___ Records for this task ___
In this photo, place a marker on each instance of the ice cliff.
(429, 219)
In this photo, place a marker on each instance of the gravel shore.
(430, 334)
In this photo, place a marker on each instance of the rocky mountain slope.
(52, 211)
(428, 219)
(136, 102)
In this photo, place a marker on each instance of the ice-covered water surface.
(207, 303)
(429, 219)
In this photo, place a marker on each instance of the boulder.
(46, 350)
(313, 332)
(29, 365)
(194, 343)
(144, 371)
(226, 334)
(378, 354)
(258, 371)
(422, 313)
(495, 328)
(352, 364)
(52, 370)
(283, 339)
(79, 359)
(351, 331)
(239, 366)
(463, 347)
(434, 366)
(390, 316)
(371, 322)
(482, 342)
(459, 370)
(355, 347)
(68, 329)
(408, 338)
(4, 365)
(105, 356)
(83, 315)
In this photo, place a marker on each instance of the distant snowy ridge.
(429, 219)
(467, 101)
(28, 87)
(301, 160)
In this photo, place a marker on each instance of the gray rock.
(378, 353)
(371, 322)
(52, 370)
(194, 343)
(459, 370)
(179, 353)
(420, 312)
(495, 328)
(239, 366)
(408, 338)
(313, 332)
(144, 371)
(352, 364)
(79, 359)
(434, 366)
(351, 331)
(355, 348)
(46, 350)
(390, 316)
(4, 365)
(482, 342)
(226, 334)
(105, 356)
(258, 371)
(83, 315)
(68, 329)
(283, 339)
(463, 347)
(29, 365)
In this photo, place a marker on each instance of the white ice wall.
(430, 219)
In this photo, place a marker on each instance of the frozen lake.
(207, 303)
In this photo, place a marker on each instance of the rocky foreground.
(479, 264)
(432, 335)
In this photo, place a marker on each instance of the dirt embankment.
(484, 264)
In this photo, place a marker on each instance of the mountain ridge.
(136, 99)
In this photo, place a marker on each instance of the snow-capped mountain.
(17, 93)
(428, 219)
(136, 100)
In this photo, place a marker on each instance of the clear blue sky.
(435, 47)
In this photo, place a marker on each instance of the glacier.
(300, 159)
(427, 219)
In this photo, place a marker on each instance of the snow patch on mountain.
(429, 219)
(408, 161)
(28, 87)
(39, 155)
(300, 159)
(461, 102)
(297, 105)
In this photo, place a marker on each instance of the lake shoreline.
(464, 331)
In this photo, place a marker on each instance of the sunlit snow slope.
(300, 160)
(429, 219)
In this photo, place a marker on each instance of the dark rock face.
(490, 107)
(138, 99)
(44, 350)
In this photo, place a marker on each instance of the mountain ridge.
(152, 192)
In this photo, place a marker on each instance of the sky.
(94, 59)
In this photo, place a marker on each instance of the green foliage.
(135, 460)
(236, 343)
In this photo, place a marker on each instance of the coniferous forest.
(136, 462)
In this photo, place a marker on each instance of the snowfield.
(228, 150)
___
• _Description of the task_: Reproduce the listing above line for line, with no changes.

• _Exercise solution_:
In this photo, place a marker on each instance of the ice cliff.
(429, 219)
In this photo, place a marker on each instance of the gravel shore.
(430, 334)
In this photo, place a marker on each instance of the rocky mountain slope.
(52, 211)
(428, 219)
(136, 102)
In this photo, place a marker on each instance of the ice-covered water surface.
(207, 303)
(429, 219)
In this photo, place a marker on each instance of the boulder.
(46, 350)
(313, 332)
(29, 365)
(194, 343)
(144, 371)
(226, 334)
(378, 354)
(258, 371)
(422, 313)
(495, 328)
(352, 364)
(52, 370)
(283, 339)
(79, 359)
(351, 331)
(239, 366)
(463, 347)
(434, 366)
(390, 316)
(371, 322)
(482, 342)
(459, 370)
(355, 347)
(68, 329)
(408, 338)
(4, 365)
(105, 356)
(83, 315)
In this photo, place a marker on each instance of the distant snowy ridge.
(429, 219)
(467, 101)
(28, 87)
(301, 160)
In this photo, place a marker on each instance of the gray rock.
(378, 353)
(371, 322)
(52, 370)
(194, 343)
(459, 370)
(179, 353)
(420, 312)
(495, 328)
(239, 366)
(408, 338)
(313, 332)
(144, 371)
(352, 364)
(79, 359)
(434, 366)
(351, 331)
(355, 348)
(46, 350)
(390, 316)
(4, 365)
(482, 342)
(226, 334)
(105, 356)
(258, 371)
(83, 315)
(68, 329)
(283, 339)
(463, 347)
(29, 365)
In this photo, place a marker on each instance of the white ice wall.
(430, 219)
In this photo, place a marker on each instance of the frozen lake.
(207, 303)
In this photo, place a marker on each instance of the rocky foreground.
(479, 264)
(432, 335)
In this photo, place a marker on each instance of the dirt embankment.
(484, 264)
In this photo, place a marker on each instance of the mountain ridge.
(136, 99)
In this photo, place a marker on each instance of the snow-capped mountain.
(17, 93)
(428, 219)
(136, 100)
In this photo, place a marker on each instance of the clear blue sky.
(435, 47)
In this photo, place a marker on each instance of the glacier.
(300, 159)
(427, 219)
In this photo, place a marker on each instance of the snow patch on mountain.
(429, 219)
(408, 161)
(28, 87)
(39, 155)
(300, 159)
(461, 102)
(297, 105)
In this photo, place a marker on each instance of the lake shoreline.
(464, 331)
In this photo, place a marker on each instance of the sunlit snow slope.
(300, 160)
(429, 219)
In this photo, place a marker on each instance of the dark rock face.
(490, 107)
(138, 99)
(44, 350)
In this photo, place a marker on each instance of the mountain ridge.
(152, 192)
In this photo, place a marker on each instance of the sky.
(94, 59)
In this photo, place a marker on each instance of the green foliage.
(135, 460)
(236, 343)
In this photo, place a marker on each instance of the coniferous forest.
(136, 462)
In this photo, place a marker on each instance of the snowfield.
(228, 150)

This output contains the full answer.